(Stored items)
# # # # # # #

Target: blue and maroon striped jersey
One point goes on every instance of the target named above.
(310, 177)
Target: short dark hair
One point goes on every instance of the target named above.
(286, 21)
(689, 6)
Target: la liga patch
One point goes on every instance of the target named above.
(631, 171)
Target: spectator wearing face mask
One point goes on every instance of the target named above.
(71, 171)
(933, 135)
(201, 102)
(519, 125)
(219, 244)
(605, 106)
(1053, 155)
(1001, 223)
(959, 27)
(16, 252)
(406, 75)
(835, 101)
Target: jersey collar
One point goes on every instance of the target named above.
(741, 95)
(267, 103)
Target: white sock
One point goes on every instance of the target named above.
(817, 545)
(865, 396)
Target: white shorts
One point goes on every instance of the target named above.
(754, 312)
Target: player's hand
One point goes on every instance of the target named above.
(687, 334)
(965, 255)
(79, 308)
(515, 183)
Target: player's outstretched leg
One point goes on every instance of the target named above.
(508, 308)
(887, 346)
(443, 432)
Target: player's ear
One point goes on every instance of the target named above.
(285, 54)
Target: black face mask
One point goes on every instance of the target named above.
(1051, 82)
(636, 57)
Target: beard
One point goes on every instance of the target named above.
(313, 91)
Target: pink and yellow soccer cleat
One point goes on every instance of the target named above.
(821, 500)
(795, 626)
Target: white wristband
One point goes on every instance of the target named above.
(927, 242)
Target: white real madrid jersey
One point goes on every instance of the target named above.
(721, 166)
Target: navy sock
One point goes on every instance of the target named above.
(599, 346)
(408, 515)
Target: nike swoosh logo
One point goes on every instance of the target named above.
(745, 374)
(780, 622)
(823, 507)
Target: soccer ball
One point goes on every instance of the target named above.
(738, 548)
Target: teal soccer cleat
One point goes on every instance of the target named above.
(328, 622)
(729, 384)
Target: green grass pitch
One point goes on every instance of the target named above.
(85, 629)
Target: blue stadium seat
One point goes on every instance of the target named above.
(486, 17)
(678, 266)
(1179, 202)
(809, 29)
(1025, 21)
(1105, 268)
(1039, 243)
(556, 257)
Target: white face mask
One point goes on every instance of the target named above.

# # # # # # #

_WHAT IS EXPECTED_.
Copy out every line of the records above verbatim, in the same order.

_COMPLETED TASK_.
Target: blue and maroon striped jersey
One point goes on every instance of the target named above.
(310, 177)
Target: short dark hair
One point goes on every instance of the target named above.
(286, 21)
(689, 6)
Target: la liga patch
One point goes on every instance of the target named above.
(631, 171)
Target: spectator wearing face mask
One point goes on every instance of the target named above.
(71, 171)
(933, 135)
(201, 102)
(519, 125)
(219, 244)
(605, 106)
(1053, 155)
(1001, 223)
(959, 27)
(16, 252)
(406, 75)
(835, 101)
Target: jersey collar
One point goes on every instance of the target named above.
(741, 95)
(267, 103)
Target: white sock
One point goes on every instance of the target named above.
(817, 545)
(865, 396)
Target: white shorts
One point goes on every instance of the target named above.
(754, 312)
Target: player's hand
One point goes on every instance of the target named above.
(687, 334)
(965, 255)
(79, 308)
(515, 183)
Target: player's outstretched leg
One point goes on every instance of the target named above.
(508, 308)
(887, 346)
(443, 432)
Target: player's ear
One point goes on every instance of the target named above.
(285, 54)
Target: black face mask
One point goes on every instance of the target named above.
(1051, 82)
(636, 57)
Target: beard
One point goes on every instance of the target named above.
(313, 91)
Target: pink and yellow soccer cleat
One point goes on every instance of the target named above.
(821, 500)
(795, 626)
Target: white wristband
One point goes on every instance of the target named above.
(927, 242)
Target: white real madrid jersey
One point goes on every instance of the target named above.
(721, 166)
Target: navy sock
One point goes on every instance of the target named above.
(599, 346)
(408, 515)
Target: nike swoosh logo
One point goes on every instance of the target named above.
(745, 374)
(780, 622)
(823, 507)
Target: soccer ball
One point goes on every instance of the target named above.
(738, 548)
Target: teal soccer cleat
One point goes on every instance of the target named above.
(328, 622)
(729, 384)
Target: green grass pitch
One point goes on every instance of the target named above.
(85, 629)
Target: blue stadium seat
One point goes on every instance of the target named above.
(486, 17)
(678, 266)
(1179, 202)
(809, 29)
(1025, 21)
(1105, 268)
(1039, 243)
(556, 257)
Target: white face mask
One point goes on every instance of the target named above.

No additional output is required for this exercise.